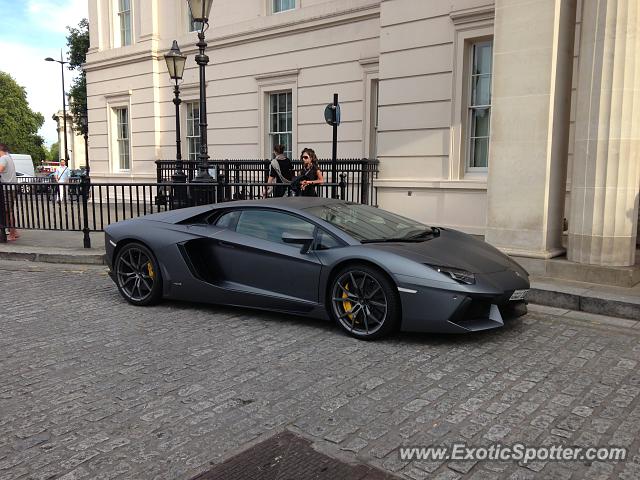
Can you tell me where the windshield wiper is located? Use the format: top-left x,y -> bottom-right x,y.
361,227 -> 440,244
406,227 -> 440,239
361,238 -> 422,243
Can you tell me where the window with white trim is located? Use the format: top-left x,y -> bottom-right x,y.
273,0 -> 295,14
269,92 -> 292,159
370,79 -> 379,159
186,102 -> 201,162
115,107 -> 130,170
467,40 -> 493,170
117,0 -> 132,46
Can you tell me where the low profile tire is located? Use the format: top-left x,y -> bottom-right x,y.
114,242 -> 163,306
330,264 -> 400,340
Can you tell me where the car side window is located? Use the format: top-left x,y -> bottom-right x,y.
235,210 -> 315,245
315,229 -> 343,250
215,210 -> 241,229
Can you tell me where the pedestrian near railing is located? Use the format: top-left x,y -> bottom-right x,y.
155,157 -> 378,205
0,175 -> 348,248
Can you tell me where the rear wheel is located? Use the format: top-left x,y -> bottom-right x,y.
114,242 -> 163,306
330,264 -> 400,340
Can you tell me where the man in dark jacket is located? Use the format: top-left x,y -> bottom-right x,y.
264,144 -> 293,197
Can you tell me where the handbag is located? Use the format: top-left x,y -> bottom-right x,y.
270,158 -> 291,185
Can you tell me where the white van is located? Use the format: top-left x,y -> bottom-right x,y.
11,154 -> 36,177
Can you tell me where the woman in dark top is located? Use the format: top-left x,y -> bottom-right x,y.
264,144 -> 293,197
298,148 -> 324,197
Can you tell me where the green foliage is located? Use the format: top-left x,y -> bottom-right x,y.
66,18 -> 89,134
66,19 -> 89,69
0,72 -> 47,162
48,142 -> 60,162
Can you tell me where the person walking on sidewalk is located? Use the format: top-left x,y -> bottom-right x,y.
0,143 -> 19,241
54,159 -> 70,203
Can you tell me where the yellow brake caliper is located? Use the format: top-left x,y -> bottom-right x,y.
342,283 -> 353,320
146,262 -> 155,280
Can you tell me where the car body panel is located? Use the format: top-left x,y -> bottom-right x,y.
105,198 -> 530,334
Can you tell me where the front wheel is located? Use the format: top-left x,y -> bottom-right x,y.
330,265 -> 400,340
114,242 -> 163,306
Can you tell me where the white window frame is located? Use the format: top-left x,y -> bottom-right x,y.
271,0 -> 297,14
115,107 -> 130,171
449,6 -> 494,180
105,91 -> 132,174
113,0 -> 133,47
466,40 -> 493,172
360,58 -> 379,159
255,70 -> 299,160
267,91 -> 293,159
185,101 -> 201,162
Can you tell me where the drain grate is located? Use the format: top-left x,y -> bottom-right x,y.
191,430 -> 397,480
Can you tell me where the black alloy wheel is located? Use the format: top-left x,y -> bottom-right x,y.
330,264 -> 399,340
114,242 -> 163,306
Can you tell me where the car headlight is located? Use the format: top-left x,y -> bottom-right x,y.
427,265 -> 476,285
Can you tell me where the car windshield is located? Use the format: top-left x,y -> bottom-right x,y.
305,203 -> 433,242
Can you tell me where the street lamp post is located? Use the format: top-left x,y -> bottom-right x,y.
187,0 -> 214,183
79,111 -> 91,249
79,111 -> 90,175
164,40 -> 187,184
45,52 -> 70,166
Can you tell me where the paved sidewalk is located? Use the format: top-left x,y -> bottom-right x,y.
0,230 -> 105,264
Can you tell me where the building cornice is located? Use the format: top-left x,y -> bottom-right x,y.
449,5 -> 495,25
84,0 -> 380,72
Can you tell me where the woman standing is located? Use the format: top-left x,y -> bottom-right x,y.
298,148 -> 324,197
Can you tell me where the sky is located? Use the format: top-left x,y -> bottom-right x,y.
0,0 -> 88,146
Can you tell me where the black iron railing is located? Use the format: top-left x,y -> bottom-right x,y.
156,158 -> 378,206
0,178 -> 347,248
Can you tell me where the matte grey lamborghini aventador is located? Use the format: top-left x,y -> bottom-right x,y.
105,197 -> 530,339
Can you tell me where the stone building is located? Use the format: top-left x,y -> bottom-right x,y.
85,0 -> 640,271
53,110 -> 86,169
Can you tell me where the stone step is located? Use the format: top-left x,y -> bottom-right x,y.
528,277 -> 640,322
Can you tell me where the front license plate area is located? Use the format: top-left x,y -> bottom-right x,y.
509,289 -> 529,301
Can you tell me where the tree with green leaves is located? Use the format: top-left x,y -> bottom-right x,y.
0,72 -> 47,163
66,18 -> 90,135
48,141 -> 60,162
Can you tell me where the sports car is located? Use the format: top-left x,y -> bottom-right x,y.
104,198 -> 530,340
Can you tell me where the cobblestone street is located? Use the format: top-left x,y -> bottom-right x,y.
1,260 -> 639,480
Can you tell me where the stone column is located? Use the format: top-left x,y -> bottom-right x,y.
486,0 -> 577,258
568,0 -> 640,266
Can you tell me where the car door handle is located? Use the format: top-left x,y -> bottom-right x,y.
218,240 -> 236,249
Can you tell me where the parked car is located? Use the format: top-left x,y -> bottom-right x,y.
105,198 -> 530,340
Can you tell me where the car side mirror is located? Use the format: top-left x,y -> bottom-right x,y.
282,231 -> 315,254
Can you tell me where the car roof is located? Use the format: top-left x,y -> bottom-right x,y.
220,197 -> 346,210
128,197 -> 349,226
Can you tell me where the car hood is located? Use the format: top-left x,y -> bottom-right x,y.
364,229 -> 518,274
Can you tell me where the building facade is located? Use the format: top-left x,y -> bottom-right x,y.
85,0 -> 640,267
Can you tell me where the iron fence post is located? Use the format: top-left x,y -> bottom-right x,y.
155,160 -> 162,183
0,183 -> 6,243
224,162 -> 231,201
216,168 -> 225,203
81,174 -> 91,248
360,158 -> 370,205
339,173 -> 347,201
==================================================
> **WORK INSTRUCTIONS**
Set the pictures aside and transcribe the data above exactly.

> **RESPONSE TO THE EXERCISE**
Can you tell me where the windshield wiper is located? Use the format: top-left x,y -> bottom-right x,y.
361,227 -> 440,244
406,227 -> 440,239
361,238 -> 422,243
Can you tell me where the window with white trim is located? Use the format: top-left x,y -> bottom-right x,y.
273,0 -> 295,14
269,92 -> 292,159
370,79 -> 379,159
186,102 -> 201,162
115,107 -> 130,170
467,40 -> 493,170
117,0 -> 132,46
Can you tell me where the low profile tire is located? Use the format: top-left x,y -> bottom-right x,y.
114,242 -> 163,306
330,264 -> 400,340
Can you tell me where the car side window is located? Use the format: top-left x,y -> bottom-right x,y.
235,210 -> 315,245
315,229 -> 343,250
215,210 -> 241,229
Can you tell me where the pedestrian near railing is located? Use the format: top-left x,y -> bottom-right x,y.
155,157 -> 378,205
0,175 -> 348,248
Can you tell me where the rear wheel is located? Use the format: top-left x,y -> bottom-right x,y.
114,242 -> 163,306
330,264 -> 400,340
Can you tell me where the man in dark jacket is located? Use the format: top-left x,y -> bottom-right x,y.
264,144 -> 293,197
Can you tell me where the handbag is located? Use the format: top-left x,y -> bottom-right x,y.
270,158 -> 291,185
Can you tell me where the white van is located? Use the format: top-left x,y -> bottom-right x,y.
11,154 -> 36,177
Can you tell me where the woman in dark top is located? Use the format: top-left x,y -> bottom-right x,y.
264,144 -> 293,197
298,148 -> 324,197
Can you tell me where the green foliage is located? Use the format: top-left x,y -> bottom-right x,y.
66,18 -> 89,134
66,19 -> 89,69
0,72 -> 47,162
48,142 -> 60,162
Can you tell me where the person walking on sidewalk is located? Use the format: top-left x,y -> bottom-right x,y.
0,143 -> 19,241
54,159 -> 70,203
Can you tell me where the yellow brake caliper is located? Use the format: top-left x,y -> bottom-right x,y.
342,283 -> 353,320
146,262 -> 155,280
Can you tell me where the car body panel is located? Use the format: top-left x,y -> bottom-right x,y.
105,198 -> 530,334
Can you tell me where the front wheel is located? Use the format: top-left x,y -> bottom-right x,y.
330,265 -> 400,340
114,242 -> 163,306
Can you tell me where the white window frame is located? Use the format: top-left x,y -> bottom-right x,y.
271,0 -> 297,14
115,107 -> 130,171
449,6 -> 494,180
105,91 -> 132,174
113,0 -> 133,47
466,40 -> 493,172
360,58 -> 379,159
255,70 -> 299,160
267,91 -> 293,159
185,101 -> 201,162
Can you tell me where the drain grate is located? Use the format: top-left x,y -> bottom-right x,y.
191,430 -> 397,480
Can you tell me where the black alloy wheel is located? Use the format: top-left x,y -> bottom-right x,y.
330,264 -> 399,340
114,242 -> 163,306
Can you tell me where the car headlight is located? Use the format: top-left x,y -> bottom-right x,y.
427,265 -> 476,285
Can you tell me where the car windshield is located? Use the format: top-left x,y -> bottom-right x,y.
305,203 -> 433,242
Can you tell me where the street lamp post is located? Use the format: top-left x,y -> bottom-right x,y.
187,0 -> 214,183
79,111 -> 91,249
79,111 -> 90,175
164,40 -> 187,184
45,52 -> 70,166
Can you tell me where the paved sidewalk is located? Use the format: top-left x,y -> bottom-right x,y.
0,230 -> 105,264
Can you tell me where the building cornice is located? Use the format: top-left x,y -> bottom-right x,y.
449,5 -> 495,25
84,0 -> 380,72
Can you tell me where the woman standing is located? Use the format: top-left x,y -> bottom-right x,y.
298,148 -> 324,197
Can you tell me where the sky is located? Use the format: top-left x,y -> bottom-right x,y.
0,0 -> 88,146
Can you tell me where the black iron railing is located? Use the format: top-left x,y -> bottom-right x,y.
156,158 -> 378,206
0,178 -> 347,248
Can you tell me where the matte grey lamborghini aventador is located? Use the format: top-left x,y -> bottom-right x,y.
105,197 -> 530,339
Can you tell me where the stone building is located? Use the format: top-left x,y -> bottom-right x,y.
85,0 -> 640,271
53,110 -> 86,169
Can you tell me where the stone step is located? Use the format: top-left x,y -> bottom-right x,y.
528,277 -> 640,322
Can you tell me where the front license plate area is located? Use the format: top-left x,y -> bottom-right x,y.
509,289 -> 529,301
Can you tell me where the tree with green leaves is located? Use the format: top-left x,y -> bottom-right x,y.
0,72 -> 47,163
66,18 -> 90,135
48,141 -> 60,162
Can you tell me where the sports car is located? Use the format: top-left x,y -> bottom-right x,y.
104,198 -> 530,340
Can you tell me where the cobblestone street is located? Use the format: top-left x,y -> bottom-right x,y.
1,260 -> 639,480
Can you tell me where the stone column is located? Use the format: top-left x,y -> bottom-right x,y.
486,0 -> 577,258
568,0 -> 640,266
Can you tell me where the car door handle is located? Use the format: top-left x,y -> bottom-right x,y.
218,240 -> 236,249
Can you tell me where the parked car is located? Use the format: top-left x,y -> bottom-right x,y.
105,198 -> 530,340
Can you tell me where the car side mirror is located? Use the format: top-left x,y -> bottom-right x,y.
282,231 -> 315,254
Can you tell me where the car roof is located? Use the format: top-left x,y -> bottom-right x,y.
220,197 -> 346,210
128,197 -> 349,226
Can you tell me where the car hood is located? Use the format: top-left x,y -> bottom-right x,y.
364,229 -> 518,274
Can you tell me where the building facade is located? Use the format: top-left x,y -> bottom-right x,y.
85,0 -> 640,267
Can you tell me where the iron fence post is located? Use the format: top-left x,y -> bottom-right x,y.
155,160 -> 162,183
0,183 -> 6,243
224,162 -> 231,201
216,168 -> 225,203
81,174 -> 91,248
360,158 -> 370,205
339,173 -> 347,201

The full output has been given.